**Texte cité**.
##########
Quand avez-vous commencé à écrire de la poésie ? Et quand avez-vous commencé à vous considérer poète ?

À huit ans, mes premiers recueils ont été des objets collaboratifs, écrits et dessinés avec une amie. Nous façonnions des livres incluant des dessins d'animaux et de plantes inventés que nous accompagnions de poèmes délirants. Le livre d'artiste est d'ailleurs, encore à ce jour, une pratique importante dans mon travail : écrire un livre est, pour moi, à la fois penser à sa forme, à son contenu et son contexte de création et de réception.

Comment voyez-vous le « travail » des poètes ?
##########
**Entrées fournies**.
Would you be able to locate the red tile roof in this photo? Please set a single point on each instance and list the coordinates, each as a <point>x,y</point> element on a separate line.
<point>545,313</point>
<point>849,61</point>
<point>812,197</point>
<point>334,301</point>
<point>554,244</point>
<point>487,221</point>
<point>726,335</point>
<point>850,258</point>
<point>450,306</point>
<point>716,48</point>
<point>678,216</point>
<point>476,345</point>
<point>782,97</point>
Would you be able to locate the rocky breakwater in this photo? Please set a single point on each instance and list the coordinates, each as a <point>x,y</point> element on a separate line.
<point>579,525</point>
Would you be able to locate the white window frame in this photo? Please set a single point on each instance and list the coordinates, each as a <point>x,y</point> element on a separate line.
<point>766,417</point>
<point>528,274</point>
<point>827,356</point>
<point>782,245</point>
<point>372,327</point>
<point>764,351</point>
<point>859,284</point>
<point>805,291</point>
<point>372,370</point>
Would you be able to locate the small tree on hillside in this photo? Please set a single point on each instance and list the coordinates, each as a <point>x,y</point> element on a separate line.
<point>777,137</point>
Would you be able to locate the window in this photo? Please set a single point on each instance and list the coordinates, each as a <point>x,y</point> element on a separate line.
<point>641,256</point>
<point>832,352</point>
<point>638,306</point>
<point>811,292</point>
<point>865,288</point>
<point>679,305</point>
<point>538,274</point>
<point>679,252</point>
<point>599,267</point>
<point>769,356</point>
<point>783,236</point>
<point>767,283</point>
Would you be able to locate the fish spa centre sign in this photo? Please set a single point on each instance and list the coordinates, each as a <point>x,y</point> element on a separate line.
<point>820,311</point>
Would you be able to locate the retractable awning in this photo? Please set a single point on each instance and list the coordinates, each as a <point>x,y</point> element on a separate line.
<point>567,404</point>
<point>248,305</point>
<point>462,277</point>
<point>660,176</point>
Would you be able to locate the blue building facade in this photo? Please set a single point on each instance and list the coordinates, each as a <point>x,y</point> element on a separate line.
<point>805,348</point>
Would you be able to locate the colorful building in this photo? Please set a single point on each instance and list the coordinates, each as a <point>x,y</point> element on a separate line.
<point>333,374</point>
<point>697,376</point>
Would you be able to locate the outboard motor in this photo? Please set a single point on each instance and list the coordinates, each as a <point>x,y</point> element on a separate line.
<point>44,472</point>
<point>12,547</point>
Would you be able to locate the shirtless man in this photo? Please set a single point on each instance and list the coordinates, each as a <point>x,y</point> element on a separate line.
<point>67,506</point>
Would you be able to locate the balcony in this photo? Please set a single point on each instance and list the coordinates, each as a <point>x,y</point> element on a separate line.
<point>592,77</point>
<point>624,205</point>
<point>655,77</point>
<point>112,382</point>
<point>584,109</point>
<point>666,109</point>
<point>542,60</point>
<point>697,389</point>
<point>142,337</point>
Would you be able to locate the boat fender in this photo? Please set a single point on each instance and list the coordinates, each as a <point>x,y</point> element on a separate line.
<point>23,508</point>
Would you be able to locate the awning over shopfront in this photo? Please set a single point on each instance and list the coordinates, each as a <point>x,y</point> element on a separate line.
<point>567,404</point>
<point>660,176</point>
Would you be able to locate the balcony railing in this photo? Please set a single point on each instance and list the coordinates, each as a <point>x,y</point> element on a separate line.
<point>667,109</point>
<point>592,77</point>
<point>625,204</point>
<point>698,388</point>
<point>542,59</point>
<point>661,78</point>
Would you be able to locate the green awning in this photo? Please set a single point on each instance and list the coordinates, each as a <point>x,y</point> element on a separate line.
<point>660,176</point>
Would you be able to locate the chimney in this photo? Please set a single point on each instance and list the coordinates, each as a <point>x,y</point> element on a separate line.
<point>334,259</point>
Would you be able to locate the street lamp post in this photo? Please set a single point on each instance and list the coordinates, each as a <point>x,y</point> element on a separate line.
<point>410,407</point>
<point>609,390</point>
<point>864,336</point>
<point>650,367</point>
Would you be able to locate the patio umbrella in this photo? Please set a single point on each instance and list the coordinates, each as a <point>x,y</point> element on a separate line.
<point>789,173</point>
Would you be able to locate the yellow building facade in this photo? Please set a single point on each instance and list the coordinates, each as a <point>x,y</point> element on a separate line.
##########
**Problèmes à résoudre**.
a – D'après l'entretien sur la poésie, pourquoi le livre d'artiste occupe-t-il une place importante dans le travail de la personne interrogée ? Répondez en une à trois phrases.
b – Traduisez en anglais cette phrase de l'entretien sur la poésie : « Nous façonnions des livres incluant des dessins d'animaux et de plantes inventés que nous accompagnions de poèmes délirants. »
c – Écrivez la suite de l'entretien sur la poésie en répondant à sa dernière question.

**Réponses dans l'ordre**.
a – Pour elle, écrire un livre, c'est penser en même temps à sa forme, à son contenu et à son contexte de création et de réception.

b – We crafted books that included drawings of made-up animals and plants, which we paired with wild poems.

c –
Les poètes sont des travailleurs du désordre; ils sont comme tout le monde, ils travailllent à tisser des liens à l'intérieur de la "forêt de signes" qui nous environne. Le désordre est une dimension positive de l’être humain, selon moi. Ce sont ses folies, ses sensibilités multiples, ses contradictions, ses obsessions, ses incompréhensions, ses désordres donc, qui lui permettent d’inventer des mondes possibles en parallèle de celui que la société propose. Le travail sensible des poètes en est un de l'attention. Il engendre la réflexion en montrant la valeur des choses, en initialisant des sentiments et en rendant subversive les notions de temps et d’histoire. Par le langage, les poètes déracinent ce qui est mort comme la syntaxe afin de proposer des utopies, des nouveaux usages du monde. Le travail des poètes est de rassembler le monde des mots et des choses, de nous lier entre nous.

Si vous deviez choisir un poème à mémoriser dans notre anthologie, lequel serait-ce ?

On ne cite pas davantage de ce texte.